__Document extract__:
>>>>
Medical Stuff, Part I

Today’s Happy Note: My run started out terribly and then miraculously turned wonderful!  Love when that happens.

I had 11 miles of speedwork on the schedule, which I was not looking forward to.  It consisted of:

2 miles warmup @ GP (goal pace=10:00/mile)

3×2 miles @ tempo pace (9:00 miles) with four minute easy jog between each

3 miles cooldown @ GP

My body felt so swollen (more about that later in the post) during the first two miles that I thought I was going to have to call it quits.  I was tight everywhere and could literally feel water weight all over my body.  It’s a strange feeling.  I am not sure if it has to do with my period/hormones, but I think it does.  I haven’t had a period in almost two months and I can tell that my body feels weird not having cleansed itself — something is up.

But the tempo repeats ended up feeling great.  I sometimes wish I had a garmin, only for speed workouts really, though.  I am guessing they were between 8:30-9:00 per mile pace.

Yesterday we just had an orientation for the yoga class, so I did not get to do any yoga, sadly.  I did lift weights for 40 minutes though, and my arms felt dead afterwards (in a good way!)
<<<<
__Data extracts__:
>>>>
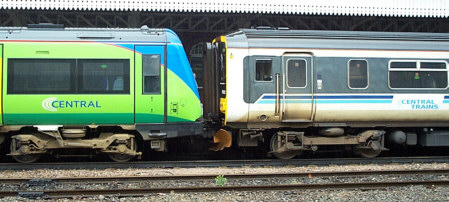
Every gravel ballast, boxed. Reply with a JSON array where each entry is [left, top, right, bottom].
[[0, 163, 449, 201]]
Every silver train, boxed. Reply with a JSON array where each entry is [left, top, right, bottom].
[[202, 29, 449, 159]]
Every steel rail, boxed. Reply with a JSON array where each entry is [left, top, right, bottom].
[[0, 156, 449, 170], [0, 169, 449, 185], [0, 180, 449, 198]]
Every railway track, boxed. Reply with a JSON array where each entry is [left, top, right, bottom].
[[0, 169, 449, 198], [0, 156, 449, 170]]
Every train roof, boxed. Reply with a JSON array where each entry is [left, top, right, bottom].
[[0, 24, 181, 44], [226, 28, 449, 50]]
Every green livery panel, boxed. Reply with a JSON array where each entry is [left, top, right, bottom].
[[0, 41, 202, 125]]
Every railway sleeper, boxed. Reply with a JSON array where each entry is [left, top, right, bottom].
[[8, 131, 142, 163], [271, 130, 388, 158]]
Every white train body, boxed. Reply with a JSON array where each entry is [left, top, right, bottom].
[[221, 30, 449, 128], [204, 29, 449, 158]]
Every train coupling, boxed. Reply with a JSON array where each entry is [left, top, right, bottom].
[[209, 129, 232, 151]]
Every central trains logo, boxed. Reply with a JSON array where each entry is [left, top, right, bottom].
[[42, 97, 101, 112]]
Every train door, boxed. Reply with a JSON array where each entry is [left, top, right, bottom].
[[243, 55, 282, 122], [0, 44, 3, 125], [282, 54, 313, 122], [134, 45, 167, 123]]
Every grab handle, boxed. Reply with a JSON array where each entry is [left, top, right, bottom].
[[274, 73, 281, 116]]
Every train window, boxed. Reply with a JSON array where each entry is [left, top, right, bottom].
[[256, 60, 273, 81], [7, 59, 76, 94], [78, 59, 129, 94], [420, 62, 446, 69], [388, 61, 448, 89], [287, 59, 307, 88], [348, 60, 368, 89], [142, 54, 161, 94], [390, 62, 416, 69]]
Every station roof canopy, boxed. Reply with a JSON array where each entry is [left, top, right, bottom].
[[0, 0, 449, 18]]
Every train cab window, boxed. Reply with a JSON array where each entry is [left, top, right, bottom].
[[78, 59, 129, 94], [287, 59, 307, 88], [388, 61, 448, 89], [7, 59, 76, 94], [348, 60, 368, 89], [256, 60, 273, 81], [142, 54, 161, 94]]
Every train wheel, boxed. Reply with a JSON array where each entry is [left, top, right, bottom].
[[270, 134, 302, 159], [108, 153, 134, 162], [11, 144, 41, 163]]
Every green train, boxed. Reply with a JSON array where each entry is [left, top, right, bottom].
[[0, 24, 203, 163]]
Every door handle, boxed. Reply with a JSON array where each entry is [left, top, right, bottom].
[[274, 73, 281, 116]]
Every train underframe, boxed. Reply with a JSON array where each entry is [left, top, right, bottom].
[[1, 126, 142, 163], [217, 127, 449, 159]]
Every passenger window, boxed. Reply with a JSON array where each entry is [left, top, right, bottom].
[[287, 59, 307, 88], [142, 54, 161, 94], [78, 59, 129, 94], [256, 60, 273, 81], [8, 59, 76, 94], [389, 61, 448, 89], [348, 60, 368, 88]]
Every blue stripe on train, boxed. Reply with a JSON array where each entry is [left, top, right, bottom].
[[257, 100, 393, 104], [262, 95, 393, 100]]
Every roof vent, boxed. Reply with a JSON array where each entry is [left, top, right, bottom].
[[256, 26, 274, 30], [278, 27, 290, 30], [27, 23, 64, 29]]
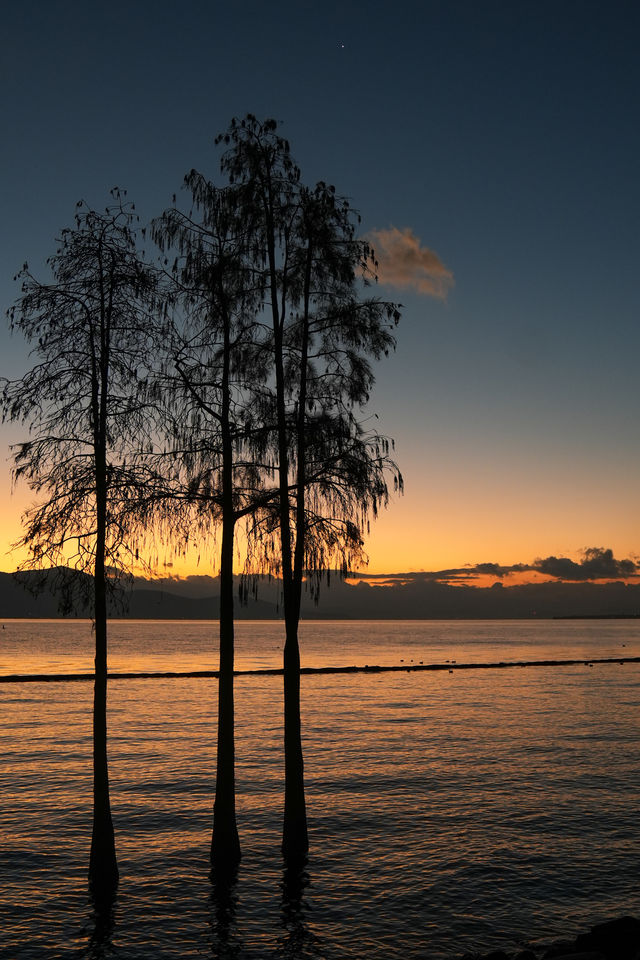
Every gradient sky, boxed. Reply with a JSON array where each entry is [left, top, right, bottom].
[[0, 0, 640, 572]]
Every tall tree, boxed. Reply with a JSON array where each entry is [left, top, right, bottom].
[[2, 190, 156, 896], [217, 115, 402, 863], [153, 170, 273, 874]]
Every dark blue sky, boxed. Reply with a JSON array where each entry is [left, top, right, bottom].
[[0, 0, 640, 570]]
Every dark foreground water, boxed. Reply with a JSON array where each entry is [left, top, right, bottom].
[[0, 621, 640, 960]]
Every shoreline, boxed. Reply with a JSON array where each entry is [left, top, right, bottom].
[[0, 657, 640, 683], [461, 915, 640, 960]]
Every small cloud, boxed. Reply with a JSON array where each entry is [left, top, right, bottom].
[[370, 227, 453, 300], [533, 547, 638, 580]]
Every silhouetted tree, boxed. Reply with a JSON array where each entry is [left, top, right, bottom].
[[153, 170, 273, 873], [216, 115, 401, 862], [3, 190, 156, 896]]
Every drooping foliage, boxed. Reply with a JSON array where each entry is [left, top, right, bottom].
[[2, 190, 157, 896]]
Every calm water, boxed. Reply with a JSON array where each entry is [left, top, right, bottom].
[[0, 621, 640, 960]]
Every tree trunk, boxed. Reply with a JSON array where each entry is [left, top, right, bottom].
[[282, 606, 309, 865], [89, 482, 119, 897], [211, 517, 241, 873], [282, 243, 313, 865], [211, 306, 240, 874]]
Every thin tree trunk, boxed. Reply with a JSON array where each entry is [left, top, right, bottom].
[[89, 260, 119, 897], [211, 306, 241, 873], [282, 238, 313, 863], [211, 519, 241, 872], [89, 471, 119, 896]]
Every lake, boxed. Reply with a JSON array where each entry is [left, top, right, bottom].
[[0, 620, 640, 960]]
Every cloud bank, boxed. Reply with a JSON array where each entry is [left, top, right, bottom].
[[370, 227, 453, 300], [356, 547, 640, 584]]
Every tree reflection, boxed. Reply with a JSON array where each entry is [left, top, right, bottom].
[[209, 869, 242, 960], [86, 893, 117, 960], [276, 866, 326, 960]]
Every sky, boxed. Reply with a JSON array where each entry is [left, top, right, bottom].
[[0, 0, 640, 575]]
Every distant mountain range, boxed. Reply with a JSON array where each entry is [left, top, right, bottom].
[[0, 569, 640, 620]]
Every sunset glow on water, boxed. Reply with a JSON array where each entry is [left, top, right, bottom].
[[0, 621, 640, 960]]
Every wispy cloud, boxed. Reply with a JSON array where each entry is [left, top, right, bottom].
[[370, 227, 453, 300], [533, 547, 638, 580], [355, 547, 640, 585]]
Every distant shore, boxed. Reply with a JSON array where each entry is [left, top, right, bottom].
[[0, 657, 640, 683]]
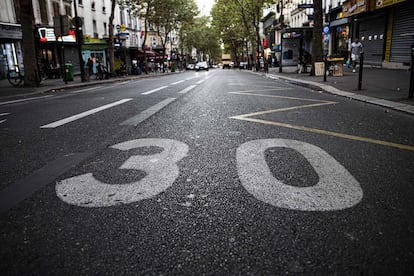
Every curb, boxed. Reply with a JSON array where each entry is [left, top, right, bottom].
[[265, 74, 414, 115], [0, 70, 185, 99]]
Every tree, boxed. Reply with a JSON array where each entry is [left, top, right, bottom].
[[19, 0, 40, 87], [311, 0, 323, 76], [107, 0, 117, 75]]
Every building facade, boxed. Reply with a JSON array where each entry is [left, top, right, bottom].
[[274, 0, 414, 69], [0, 0, 23, 79]]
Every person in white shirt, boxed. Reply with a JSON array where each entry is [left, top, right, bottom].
[[349, 37, 364, 73]]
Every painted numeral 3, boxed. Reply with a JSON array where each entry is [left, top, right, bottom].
[[56, 139, 188, 207]]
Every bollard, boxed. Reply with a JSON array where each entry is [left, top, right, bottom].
[[408, 46, 414, 99], [358, 53, 364, 90]]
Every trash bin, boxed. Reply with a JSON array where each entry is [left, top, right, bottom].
[[63, 63, 74, 81]]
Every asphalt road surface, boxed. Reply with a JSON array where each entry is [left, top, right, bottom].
[[0, 69, 414, 275]]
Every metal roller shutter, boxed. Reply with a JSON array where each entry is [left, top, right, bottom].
[[391, 1, 414, 64], [359, 14, 387, 66]]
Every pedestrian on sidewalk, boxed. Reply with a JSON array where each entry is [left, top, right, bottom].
[[349, 37, 364, 73]]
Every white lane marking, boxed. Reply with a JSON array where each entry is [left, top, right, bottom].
[[141, 86, 168, 95], [121, 98, 175, 126], [40, 98, 132, 128], [236, 139, 363, 211], [171, 80, 185, 85], [0, 95, 54, 105], [178, 85, 197, 94], [55, 138, 188, 207], [69, 86, 102, 94]]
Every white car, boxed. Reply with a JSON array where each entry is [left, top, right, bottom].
[[195, 61, 208, 71]]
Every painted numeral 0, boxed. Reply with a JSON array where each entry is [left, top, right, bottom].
[[237, 139, 363, 211], [56, 139, 188, 207]]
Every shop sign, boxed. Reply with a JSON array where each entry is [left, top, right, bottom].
[[0, 23, 22, 40], [342, 0, 368, 17], [282, 32, 302, 38], [37, 28, 76, 42], [372, 0, 406, 10]]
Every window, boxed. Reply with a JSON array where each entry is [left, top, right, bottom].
[[39, 0, 48, 24], [65, 5, 72, 16], [92, 20, 99, 38], [53, 2, 60, 16]]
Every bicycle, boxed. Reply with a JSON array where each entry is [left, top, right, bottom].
[[7, 64, 24, 87]]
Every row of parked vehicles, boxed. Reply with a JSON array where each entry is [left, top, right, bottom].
[[187, 61, 248, 71]]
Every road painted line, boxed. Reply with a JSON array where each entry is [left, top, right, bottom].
[[40, 98, 132, 128], [141, 86, 168, 95], [230, 115, 414, 151], [171, 80, 185, 85], [228, 92, 337, 103], [55, 138, 189, 208], [178, 85, 197, 94], [121, 98, 176, 126], [0, 153, 92, 213], [0, 95, 54, 105], [69, 86, 102, 94], [236, 139, 364, 211], [228, 88, 293, 94]]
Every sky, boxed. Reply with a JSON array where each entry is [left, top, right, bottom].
[[196, 0, 214, 15]]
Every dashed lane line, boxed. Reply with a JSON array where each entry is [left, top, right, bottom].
[[0, 95, 54, 105], [178, 85, 197, 94], [121, 98, 176, 126], [141, 86, 168, 95], [171, 80, 185, 85], [40, 98, 132, 128]]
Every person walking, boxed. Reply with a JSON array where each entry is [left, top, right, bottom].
[[349, 37, 364, 73]]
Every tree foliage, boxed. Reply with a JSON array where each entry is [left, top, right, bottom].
[[212, 0, 273, 65]]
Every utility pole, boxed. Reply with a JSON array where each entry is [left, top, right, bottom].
[[73, 0, 86, 82]]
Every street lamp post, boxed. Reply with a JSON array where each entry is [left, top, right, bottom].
[[73, 0, 86, 82]]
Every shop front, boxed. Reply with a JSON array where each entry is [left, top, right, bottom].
[[281, 28, 312, 66], [385, 1, 414, 68], [329, 8, 352, 60], [0, 23, 24, 79], [35, 26, 79, 78], [82, 37, 109, 74]]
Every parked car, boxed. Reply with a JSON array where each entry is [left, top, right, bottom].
[[195, 61, 208, 71], [239, 61, 247, 69]]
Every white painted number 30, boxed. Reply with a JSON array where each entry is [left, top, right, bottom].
[[56, 139, 363, 211]]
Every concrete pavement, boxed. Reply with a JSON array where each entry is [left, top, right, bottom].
[[266, 67, 414, 115], [0, 67, 414, 115]]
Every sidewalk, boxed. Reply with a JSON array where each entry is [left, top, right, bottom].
[[268, 67, 414, 115], [0, 71, 179, 99]]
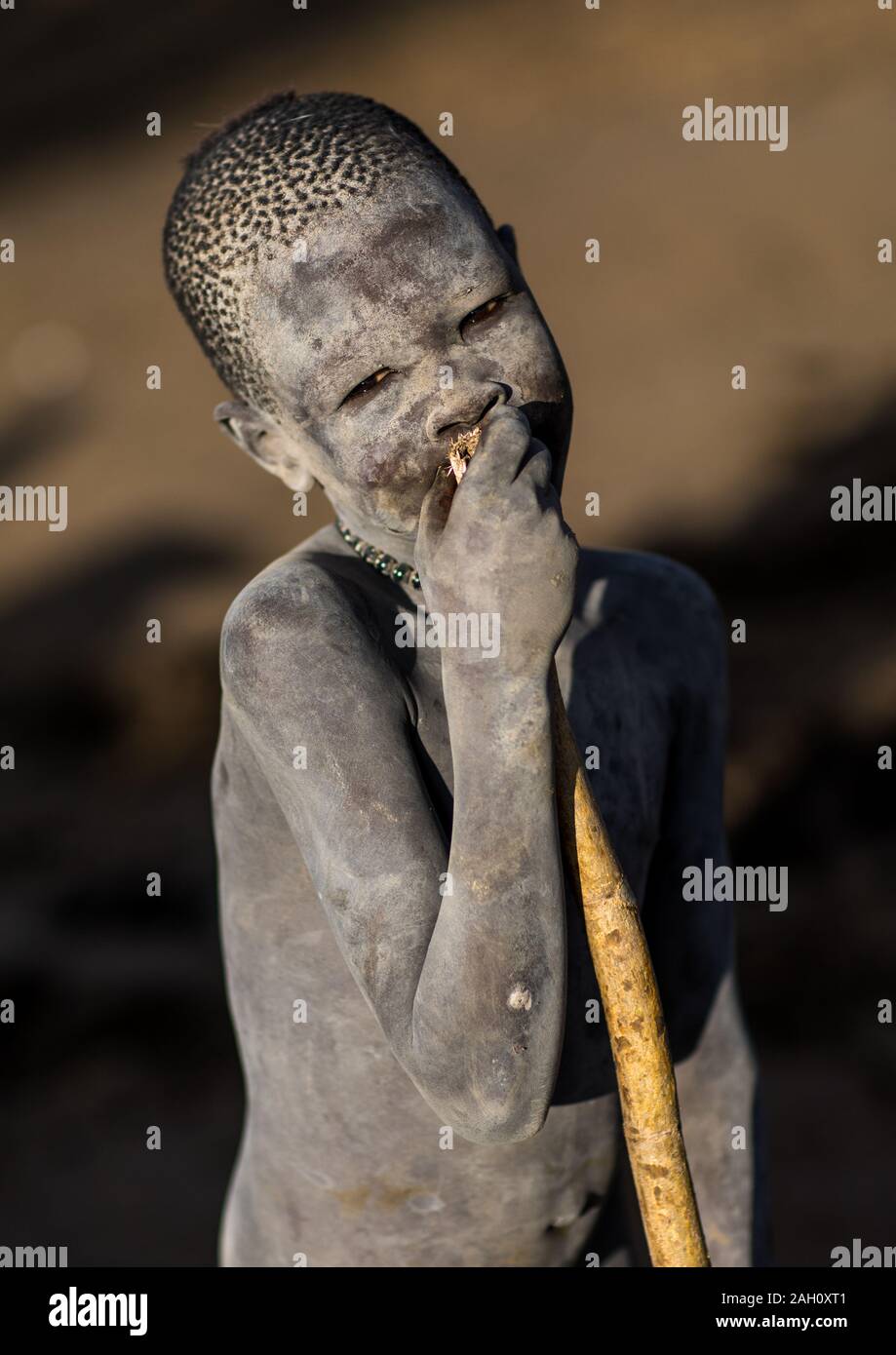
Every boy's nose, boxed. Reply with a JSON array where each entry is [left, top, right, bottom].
[[427, 381, 513, 442]]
<<<<
__How to complete this task__:
Please decide whether each statement below agrees with the running post, answering yes or no and quoting the words from the post that settle it.
(a) The warmup miles were planned at a goal pace of 10:00 per mile.
(b) The writer did yoga at yesterday's class.
(c) The writer timed the tempo repeats with a garmin.

__Response below__:
(a) Yes: "2 miles warmup @ GP (goal pace=10:00/mile)"
(b) No: "I did not get to do any yoga, sadly."
(c) No: "I sometimes wish I had a garmin"